**Problem details:** Locate the line that contains "as point(22, 98).". Copy it and every following line through the end of the records, exactly, and include nothing else.

Point localization data

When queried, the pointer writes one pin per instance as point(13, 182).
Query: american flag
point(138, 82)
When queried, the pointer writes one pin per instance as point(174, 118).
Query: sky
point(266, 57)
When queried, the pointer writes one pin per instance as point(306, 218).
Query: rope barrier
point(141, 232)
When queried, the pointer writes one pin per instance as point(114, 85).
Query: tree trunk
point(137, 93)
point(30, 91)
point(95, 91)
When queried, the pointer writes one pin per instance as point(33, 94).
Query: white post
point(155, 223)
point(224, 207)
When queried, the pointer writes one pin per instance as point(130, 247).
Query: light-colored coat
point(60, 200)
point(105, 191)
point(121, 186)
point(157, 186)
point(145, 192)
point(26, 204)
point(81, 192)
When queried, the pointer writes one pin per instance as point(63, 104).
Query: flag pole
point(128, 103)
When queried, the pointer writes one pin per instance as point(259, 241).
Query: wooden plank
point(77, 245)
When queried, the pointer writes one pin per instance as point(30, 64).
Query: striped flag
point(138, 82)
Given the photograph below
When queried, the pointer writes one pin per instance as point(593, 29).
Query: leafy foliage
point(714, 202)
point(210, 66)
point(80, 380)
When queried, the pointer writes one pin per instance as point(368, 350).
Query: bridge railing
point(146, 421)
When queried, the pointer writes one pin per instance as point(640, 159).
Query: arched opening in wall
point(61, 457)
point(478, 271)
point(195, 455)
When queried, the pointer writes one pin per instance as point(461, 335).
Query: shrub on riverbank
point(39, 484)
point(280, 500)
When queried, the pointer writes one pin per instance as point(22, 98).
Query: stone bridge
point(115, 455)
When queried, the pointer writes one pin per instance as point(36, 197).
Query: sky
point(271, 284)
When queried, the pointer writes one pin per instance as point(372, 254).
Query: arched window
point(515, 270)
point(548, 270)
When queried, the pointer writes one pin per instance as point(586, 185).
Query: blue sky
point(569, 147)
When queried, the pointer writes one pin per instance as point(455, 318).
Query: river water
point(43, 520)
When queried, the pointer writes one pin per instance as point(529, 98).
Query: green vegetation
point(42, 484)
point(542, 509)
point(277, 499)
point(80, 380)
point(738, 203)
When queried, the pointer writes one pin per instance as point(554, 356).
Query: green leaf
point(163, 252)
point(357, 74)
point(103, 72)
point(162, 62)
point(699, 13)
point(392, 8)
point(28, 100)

**Exercise response:**
When queried, the pointer writes one pin per instance as point(22, 98).
Query: stone bridge
point(115, 455)
When queried, the pointer writes one pin per instance as point(36, 197).
Query: sky
point(271, 284)
When queried, the pointer writes one pin per instance as point(372, 254).
Query: arched window
point(515, 270)
point(548, 270)
When queried, the pointer writes one pin per instance as point(586, 185).
Query: blue sky
point(569, 147)
When queried, the pointer writes one pin per instance as point(455, 318).
Query: river water
point(43, 520)
When queried, the pointer writes one pin per instance as point(529, 98).
Query: green vegetation
point(42, 484)
point(542, 509)
point(277, 499)
point(80, 380)
point(738, 203)
When queried, the pointer writes one pin per instance as point(554, 356).
Query: green leaf
point(163, 252)
point(357, 74)
point(103, 72)
point(162, 62)
point(699, 13)
point(392, 8)
point(28, 100)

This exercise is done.